• **EXTRACT TO READ**:
============

There are several things I have in common with our distinguished regular columnist, one Capt. Gary M. “Fatty” Goodlander. We’re both lifelong nautical scribes; have published thousands of magazine articles, and several marine books; and have a deep, abiding love for sailing. But for the purposes of this little essay, I’ll point to one other experience Fatty and I have shared: We’ve both served as the press officer of the St. Maarten Heineken Regatta.
There are a lot of fantastic perks to a career in sailing journalism—I’d venture to say that Fatty’s and my collective passport entries over the years are far more extensive and unusual than the average bear’s. But getting rich, alas, is most certainly not one of them. Which is why side gigs—such as books, freelance work, or working for regattas—are very welcome tasks indeed. And that brings me to my most recent visit to St. Maarten, late this past winter, for the 40th edition of that crazy, wonderful event. (It was actually my second swing to the island in recent months.)
Looking back, I think it’s safe to say that the Heineken Regatta—which drew sailors from Europe, Russia, the US, Australia, South Africa and many Caribbean islands, competing on just under 150 yachts, and which took place from March 5 to 8—was likely the last international sailing event to take place before the planet basically closed for business later that month due to the onset of the novel coronavirus. It’s hard to believe, just that short time ago, that few of us had any clue that before long we’d all be donning Jesse James-type bandannas for the ever-infrequent dashes to the supermarket.
Was it a surreal experience? In retrospect, indeed. But at the time, there was no real sense that we were all clueless spring breakers, or that we were pushing some irresponsible envelope to have a bit of fun at the world’s expense before it all went sideways. Who knew that all our lives would soon be governed by some bizarre concept known as “social distancing?” Life on the island, in the bars and restaurants—and yes, out on the racecourses—carried forth very much as usual. On the day that the regatta started, the first positive case of COVID-19 on the island was still nearly two weeks away. Of course, once that happened, St. Maarten quickly went on lockdown, and before the month was over, the international airport was basically closed to passengers. The wagons had been circled.
Meanwhile, in harbors and marinas the world over, the basic premise that governs the joy of owning and sailing a cruising boat—pure, unfettered freedom to go whenever and wherever we wish—had also come to a screeching halt. Plans were put on hold. With no real endgame in sight, there was no timetable to even plan when we could make a plan.

============

• **REQUIRED WORK**:
A: Extract from the essay on the St. Maarten Heineken Regatta the stretch from "There are a" through "in recent months.)", reproducing it word for word.
B: Write the passage that follows the last sentence of the essay on the St. Maarten Heineken Regatta.

(Records from a dataset)
============

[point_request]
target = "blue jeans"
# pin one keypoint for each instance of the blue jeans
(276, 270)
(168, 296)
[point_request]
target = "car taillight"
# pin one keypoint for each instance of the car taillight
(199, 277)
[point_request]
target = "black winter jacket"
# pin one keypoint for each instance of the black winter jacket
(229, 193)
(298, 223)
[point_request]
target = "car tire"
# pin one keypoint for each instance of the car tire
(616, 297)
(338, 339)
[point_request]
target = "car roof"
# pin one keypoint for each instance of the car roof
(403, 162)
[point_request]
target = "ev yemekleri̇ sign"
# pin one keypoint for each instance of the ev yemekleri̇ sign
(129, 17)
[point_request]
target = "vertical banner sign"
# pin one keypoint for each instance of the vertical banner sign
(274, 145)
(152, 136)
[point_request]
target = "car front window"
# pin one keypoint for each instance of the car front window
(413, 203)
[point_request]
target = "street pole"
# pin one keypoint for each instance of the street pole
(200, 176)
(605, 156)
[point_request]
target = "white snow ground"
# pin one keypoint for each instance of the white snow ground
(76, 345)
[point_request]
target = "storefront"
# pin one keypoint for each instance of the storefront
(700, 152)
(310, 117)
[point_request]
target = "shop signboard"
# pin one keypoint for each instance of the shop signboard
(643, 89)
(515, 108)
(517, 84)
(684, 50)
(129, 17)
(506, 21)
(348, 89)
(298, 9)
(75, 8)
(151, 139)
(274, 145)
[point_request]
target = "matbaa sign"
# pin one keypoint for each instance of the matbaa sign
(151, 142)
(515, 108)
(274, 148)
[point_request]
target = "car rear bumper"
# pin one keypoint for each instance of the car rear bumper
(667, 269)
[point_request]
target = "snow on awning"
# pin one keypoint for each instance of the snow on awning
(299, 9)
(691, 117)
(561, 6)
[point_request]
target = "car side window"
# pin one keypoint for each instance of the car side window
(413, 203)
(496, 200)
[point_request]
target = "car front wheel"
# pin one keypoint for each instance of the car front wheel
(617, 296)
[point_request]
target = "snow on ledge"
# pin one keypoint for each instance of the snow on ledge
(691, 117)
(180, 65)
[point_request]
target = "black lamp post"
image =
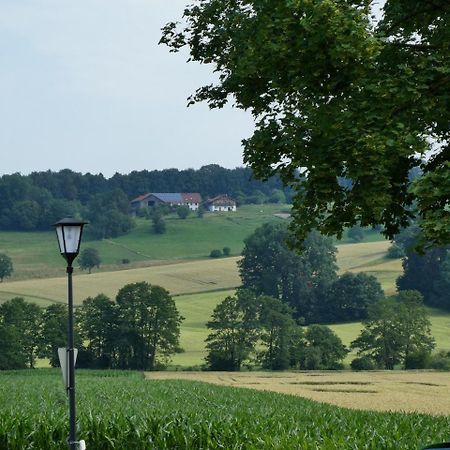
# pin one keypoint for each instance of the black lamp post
(69, 233)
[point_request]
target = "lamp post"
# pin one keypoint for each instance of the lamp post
(69, 233)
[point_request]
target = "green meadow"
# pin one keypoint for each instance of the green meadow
(178, 261)
(36, 254)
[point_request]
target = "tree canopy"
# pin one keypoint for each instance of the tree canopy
(6, 266)
(395, 330)
(89, 258)
(270, 267)
(336, 95)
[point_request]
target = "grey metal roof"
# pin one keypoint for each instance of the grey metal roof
(169, 197)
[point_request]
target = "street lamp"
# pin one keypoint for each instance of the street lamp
(69, 233)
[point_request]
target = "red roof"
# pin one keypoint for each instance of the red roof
(222, 200)
(191, 197)
(140, 198)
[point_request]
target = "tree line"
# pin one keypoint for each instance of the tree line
(35, 201)
(139, 330)
(285, 290)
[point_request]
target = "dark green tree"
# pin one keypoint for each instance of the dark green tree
(416, 326)
(350, 296)
(89, 258)
(394, 329)
(149, 326)
(270, 267)
(276, 327)
(99, 326)
(234, 331)
(54, 332)
(356, 233)
(428, 273)
(6, 266)
(26, 319)
(323, 350)
(335, 96)
(12, 355)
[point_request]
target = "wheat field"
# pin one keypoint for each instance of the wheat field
(425, 392)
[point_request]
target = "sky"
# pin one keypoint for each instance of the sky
(84, 85)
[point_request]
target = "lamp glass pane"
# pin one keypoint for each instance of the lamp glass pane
(72, 235)
(60, 236)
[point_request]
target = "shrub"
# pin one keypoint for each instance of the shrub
(395, 251)
(418, 360)
(363, 363)
(356, 233)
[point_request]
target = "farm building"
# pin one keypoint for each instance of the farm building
(192, 200)
(220, 203)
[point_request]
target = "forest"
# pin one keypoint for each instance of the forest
(35, 201)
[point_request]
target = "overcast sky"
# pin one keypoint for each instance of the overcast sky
(84, 85)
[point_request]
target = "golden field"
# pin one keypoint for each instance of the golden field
(425, 392)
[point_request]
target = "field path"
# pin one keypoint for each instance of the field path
(410, 391)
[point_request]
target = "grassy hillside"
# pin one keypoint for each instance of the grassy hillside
(178, 278)
(36, 255)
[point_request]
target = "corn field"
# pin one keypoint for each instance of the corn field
(120, 410)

============

• **RESPONSES IN ORDER**:
A:
There are a lot of fantastic perks to a career in sailing journalism—I’d venture to say that Fatty’s and my collective passport entries over the years are far more extensive and unusual than the average bear’s. But getting rich, alas, is most certainly not one of them. Which is why side gigs—such as books, freelance work, or working for regattas—are very welcome tasks indeed. And that brings me to my most recent visit to St. Maarten, late this past winter, for the 40th edition of that crazy, wonderful event. (It was actually my second swing to the island in recent months.)

B:
I wrapped up my duties on the last night of the regatta and was on a plane hours later, with a stop in Newark before my second flight back to New England. The usually busy airport was a ghost town. I washed my hands, had a beer, and washed my hands again. Then I flew home, suddenly aware of how things had already changed.
About a week later, I felt terrible. I’m generally a pretty healthy dude (touch wood), but I went down hard. There was no testing available in Rhode Island at that point, and I might never know for sure if I had the virus. After a long week, I got better, but at the time, I sure as hell knew I wasn’t in St. Maarten anymore, figuratively or literally.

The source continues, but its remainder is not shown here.